## Task brief
Among the entries below, find the line with "[pin] smiling mouth", then quote it and each following line up to and including the line with "[pin] woman (one", and nothing else.

══ Provided information ══

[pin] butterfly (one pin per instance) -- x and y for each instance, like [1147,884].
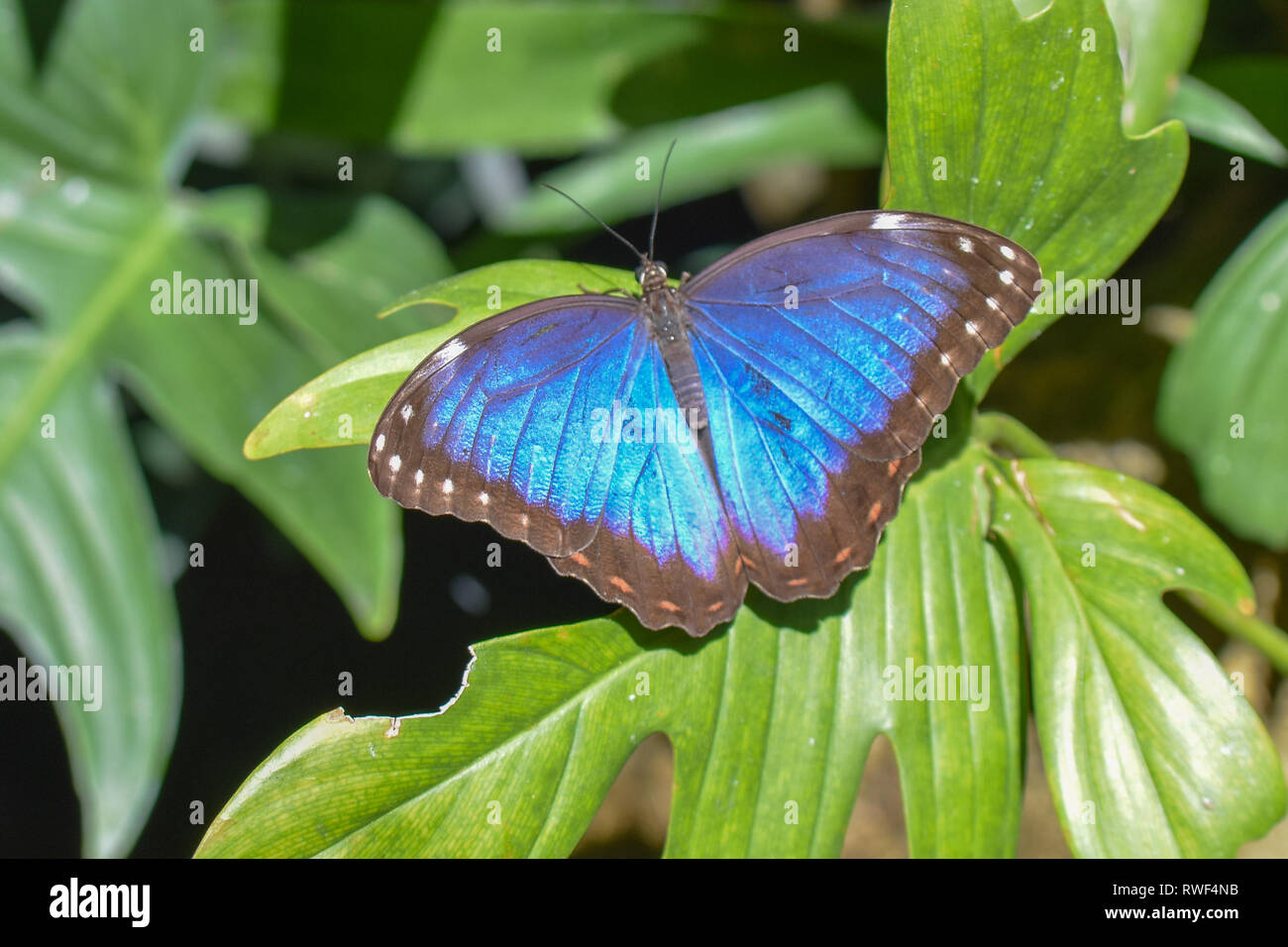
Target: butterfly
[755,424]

═══
══ Provided information ══

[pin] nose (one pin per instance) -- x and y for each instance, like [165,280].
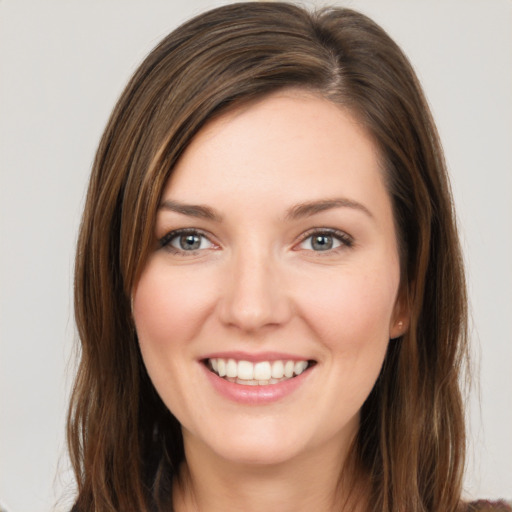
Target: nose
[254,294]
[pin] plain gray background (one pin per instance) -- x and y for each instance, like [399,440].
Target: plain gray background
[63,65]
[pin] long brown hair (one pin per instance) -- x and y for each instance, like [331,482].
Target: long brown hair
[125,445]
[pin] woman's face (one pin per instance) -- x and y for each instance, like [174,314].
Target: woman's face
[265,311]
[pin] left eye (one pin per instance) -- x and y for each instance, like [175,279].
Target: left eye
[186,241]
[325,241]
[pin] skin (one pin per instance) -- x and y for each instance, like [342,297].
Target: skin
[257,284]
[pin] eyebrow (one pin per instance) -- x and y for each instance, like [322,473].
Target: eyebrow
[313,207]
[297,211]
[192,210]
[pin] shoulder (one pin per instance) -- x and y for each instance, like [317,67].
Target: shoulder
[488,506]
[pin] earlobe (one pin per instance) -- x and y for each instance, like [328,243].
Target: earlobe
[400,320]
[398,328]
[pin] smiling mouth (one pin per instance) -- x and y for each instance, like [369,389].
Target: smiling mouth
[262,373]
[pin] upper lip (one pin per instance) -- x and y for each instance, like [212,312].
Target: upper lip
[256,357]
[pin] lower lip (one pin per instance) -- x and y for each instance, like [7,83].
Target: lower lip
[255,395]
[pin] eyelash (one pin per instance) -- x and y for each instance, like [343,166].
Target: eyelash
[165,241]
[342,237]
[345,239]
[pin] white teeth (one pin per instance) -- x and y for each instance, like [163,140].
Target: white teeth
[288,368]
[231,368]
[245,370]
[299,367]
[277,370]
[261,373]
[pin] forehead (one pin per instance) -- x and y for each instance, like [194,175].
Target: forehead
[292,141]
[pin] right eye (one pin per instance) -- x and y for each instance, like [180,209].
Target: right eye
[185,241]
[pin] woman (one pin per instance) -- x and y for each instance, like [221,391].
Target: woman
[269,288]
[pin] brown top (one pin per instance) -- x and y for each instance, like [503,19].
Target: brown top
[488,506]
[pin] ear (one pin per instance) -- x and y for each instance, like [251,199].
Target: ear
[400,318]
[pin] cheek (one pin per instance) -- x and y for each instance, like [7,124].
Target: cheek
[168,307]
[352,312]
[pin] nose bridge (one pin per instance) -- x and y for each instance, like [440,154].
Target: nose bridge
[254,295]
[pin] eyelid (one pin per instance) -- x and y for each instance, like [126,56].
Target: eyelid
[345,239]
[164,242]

═══

## Result of this task
[pin] smiling mouth (one pin per instance) -- x and y for each instance, like [369,389].
Target: smiling mouth
[262,373]
[pin] upper lip (one pin per instance) -- x and y for each instance, like [212,312].
Target: upper lip
[256,357]
[pin] lower lip (one pin per instance) -- x and y for each instance, like [7,83].
Target: lower lip
[255,395]
[pin] eyelash (one pin per instance) -- x and y for each instance, like [343,166].
Target: eyelash
[165,241]
[342,237]
[345,239]
[pin] white teeth (one pin per instance) -- x and y for each instance, like [163,140].
Target: white teeth
[288,368]
[231,368]
[245,370]
[299,367]
[277,370]
[261,373]
[pin] forehead (one pin per instance) -- x and y for each instance, like [194,175].
Target: forehead
[292,141]
[pin] right eye (one pin per instance) -- x and y for each instance, like [180,209].
Target: right eye
[185,241]
[pin] woman (one pin per instance) -- x and y for each instance, like [221,391].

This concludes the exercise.